Problem to work on: In full and unaltered, output the records below.

(Stored entries)
_ _ _ _ _ _ _

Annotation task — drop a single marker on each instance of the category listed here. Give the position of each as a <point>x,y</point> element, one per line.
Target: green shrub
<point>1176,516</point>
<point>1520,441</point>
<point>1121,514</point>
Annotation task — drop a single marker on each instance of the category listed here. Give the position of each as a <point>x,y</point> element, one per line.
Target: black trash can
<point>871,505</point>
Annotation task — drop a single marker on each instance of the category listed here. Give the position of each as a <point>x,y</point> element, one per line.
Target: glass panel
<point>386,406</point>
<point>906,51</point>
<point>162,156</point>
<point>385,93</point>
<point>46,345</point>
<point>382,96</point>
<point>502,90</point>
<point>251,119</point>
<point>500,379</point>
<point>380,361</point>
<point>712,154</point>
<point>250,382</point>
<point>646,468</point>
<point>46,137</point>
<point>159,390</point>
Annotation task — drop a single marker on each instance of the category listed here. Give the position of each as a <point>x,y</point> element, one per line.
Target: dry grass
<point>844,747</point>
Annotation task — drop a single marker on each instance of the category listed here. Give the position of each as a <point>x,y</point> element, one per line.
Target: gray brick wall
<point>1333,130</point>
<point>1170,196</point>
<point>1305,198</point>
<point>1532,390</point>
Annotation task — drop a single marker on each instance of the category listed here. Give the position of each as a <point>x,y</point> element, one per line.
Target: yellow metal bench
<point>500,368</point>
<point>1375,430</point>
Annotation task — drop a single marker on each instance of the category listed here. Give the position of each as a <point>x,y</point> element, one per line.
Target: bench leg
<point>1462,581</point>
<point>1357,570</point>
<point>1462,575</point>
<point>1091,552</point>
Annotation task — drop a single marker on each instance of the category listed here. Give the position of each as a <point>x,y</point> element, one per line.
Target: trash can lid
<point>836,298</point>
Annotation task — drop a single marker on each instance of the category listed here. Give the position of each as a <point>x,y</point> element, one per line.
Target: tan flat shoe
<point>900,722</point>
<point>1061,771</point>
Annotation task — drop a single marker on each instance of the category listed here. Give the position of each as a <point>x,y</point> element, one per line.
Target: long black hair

_ _ _ _ _ _ _

Exercise result:
Annotation task — drop a single marker on each instance of the category listed here. Give the position of each as a <point>x,y</point> element, one per line.
Target: green shrub
<point>1176,516</point>
<point>1520,441</point>
<point>1121,514</point>
Annotation task — drop a single marker on each instance of the category listed here. Give the position of each as a <point>x,y</point> element, one per line.
Target: black trash can
<point>871,505</point>
Annotation task — drop a single marker on each instance of the category listed here. Give the position of each as a <point>x,y</point> element, one per line.
Target: glass panel
<point>386,406</point>
<point>906,51</point>
<point>162,156</point>
<point>385,93</point>
<point>46,345</point>
<point>382,96</point>
<point>502,90</point>
<point>251,119</point>
<point>500,379</point>
<point>380,361</point>
<point>712,154</point>
<point>250,382</point>
<point>646,468</point>
<point>46,137</point>
<point>159,390</point>
Annotation task — drop a single marker on each instance of the category listed here. Give the position of each as a <point>x,y</point> element, one per line.
Target: dry grass
<point>844,747</point>
Annotation task — drop a single marker on each instance of the category listed here. Give the position of each as a <point>x,y</point> element, one per line.
Target: gray brick wall
<point>1333,130</point>
<point>1170,196</point>
<point>1305,198</point>
<point>1532,390</point>
Annotation task — drop a single marker on each instance of the category listed here. Give the position of each as a <point>x,y</point> element, one per line.
Target: yellow metal bench
<point>500,368</point>
<point>1375,430</point>
Annotation task — drop a single marker on each instance of the category listed here. Give the position of each as a <point>x,y</point> element, one per line.
Target: bench leg
<point>1462,581</point>
<point>1357,570</point>
<point>1462,575</point>
<point>1091,552</point>
Annotation task — drop a single marker on each instance of the category listed here. Give the position of each as a <point>x,y</point> element, one per line.
Target: trash can lid
<point>836,298</point>
Annotation task — drop a single marker on each instance of the category listed here. Give the position of each as a <point>x,y</point> element, one per line.
Target: tan flat shoe
<point>900,722</point>
<point>1061,771</point>
Annotation task — drop a single marker on each instance of the category listed here. Give the position of each as a <point>x,y</point> element, one per line.
Target: long black hair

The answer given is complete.